─── Text block

Games may, in fact, be eclipsed by other digital arts. They'll never go away, of course. They're part of our DNA. But who knows what is possible when you have processors with 256 cores accessing petabytes of RAM?

Speaking of which, the new iPad might be just the break interactive prose has needed ... a powerful device with a form factor suitable for casual reading.

Is there a place for interactive prose in the contemporary game market?

Sure there is, if it gets brought up to date in terms of technology and visual appeal. Not clear that this will happen. I may have to do it myself. I imagine something like an audiobook with optional visual embellishments. It works just as an audiobook, for when you're driving. But put it on your iPad, and the text becomes visual, synchronized with the audio like those fancy bank commercials, with hyperlinked annotations and special features. "Traditional" interactive prose could also be presented. There is a virtual keyboard. But the natural language processing and visual appeal of the display would both need to be brought up to 21st century standards.

Is it your sense that natural language processing and visual appeal are presently the major barriers to the resurgence of interactive prose?

They're major barriers in the sense that they are preventing interactive fiction from becoming commercially viable. This means that only part-time amateurs can make games, which limits the scope and polish. It takes the better part of a year to create a full-length interactive fiction game. With interactive prose, the input is primarily natural language, and the output is primarily prose. Unfortunately, the tools available for interactive prose are still very primitive. It's highly labor-intensive, and requires significant playtesting to achieve a professional level of polish.

──────
─── Information provided

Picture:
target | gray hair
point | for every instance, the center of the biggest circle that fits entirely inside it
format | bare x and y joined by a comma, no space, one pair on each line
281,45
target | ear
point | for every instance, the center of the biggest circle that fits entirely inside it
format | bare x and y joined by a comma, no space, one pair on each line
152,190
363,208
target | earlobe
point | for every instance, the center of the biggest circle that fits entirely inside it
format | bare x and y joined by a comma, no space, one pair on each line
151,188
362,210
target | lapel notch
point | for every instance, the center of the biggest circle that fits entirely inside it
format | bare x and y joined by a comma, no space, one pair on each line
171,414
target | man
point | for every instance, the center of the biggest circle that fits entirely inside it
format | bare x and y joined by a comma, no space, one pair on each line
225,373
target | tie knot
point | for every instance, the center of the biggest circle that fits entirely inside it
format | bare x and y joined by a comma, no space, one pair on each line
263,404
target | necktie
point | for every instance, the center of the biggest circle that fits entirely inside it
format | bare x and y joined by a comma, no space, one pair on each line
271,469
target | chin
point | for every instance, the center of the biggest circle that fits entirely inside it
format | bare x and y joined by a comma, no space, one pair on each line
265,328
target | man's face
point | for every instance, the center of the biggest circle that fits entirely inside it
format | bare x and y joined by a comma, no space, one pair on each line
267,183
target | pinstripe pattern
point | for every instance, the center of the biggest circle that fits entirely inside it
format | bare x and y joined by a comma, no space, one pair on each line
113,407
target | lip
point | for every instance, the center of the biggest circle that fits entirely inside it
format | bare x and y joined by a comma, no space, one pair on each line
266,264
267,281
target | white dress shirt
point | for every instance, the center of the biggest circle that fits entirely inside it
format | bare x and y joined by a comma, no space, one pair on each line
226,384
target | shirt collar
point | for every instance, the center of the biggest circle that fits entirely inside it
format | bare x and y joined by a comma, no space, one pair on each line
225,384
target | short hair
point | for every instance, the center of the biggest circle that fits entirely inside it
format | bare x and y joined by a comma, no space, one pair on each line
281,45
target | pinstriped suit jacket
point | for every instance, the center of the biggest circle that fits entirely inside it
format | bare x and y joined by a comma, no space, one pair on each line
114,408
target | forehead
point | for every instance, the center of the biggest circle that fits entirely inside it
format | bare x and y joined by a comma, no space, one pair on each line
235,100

──────

▸ **Your tasks**:
1. According to the interview on interactive prose, how long does it take to create a full-length interactive fiction game?
2. Rewrite the paragraph of the interview on interactive prose that begins "Sure there is, if it gets brought up to date" as a short bulleted list that keeps its main facts.

▸ **Exercise solutions**:
1. It takes the better part of a year.

2.
- Interactive prose has a place if its technology and visual appeal are brought up to date, though it is not clear this will happen, and I may have to do it myself.
- I imagine something like an audiobook with optional visual embellishments that works as a plain audiobook, for example while driving.
- On an iPad, the text becomes visual, synchronized with the audio, with hyperlinked annotations and special features.
- "Traditional" interactive prose could also be presented, using a virtual keyboard.
- Natural language processing and the visual appeal of the display would both need to reach 21st century standards.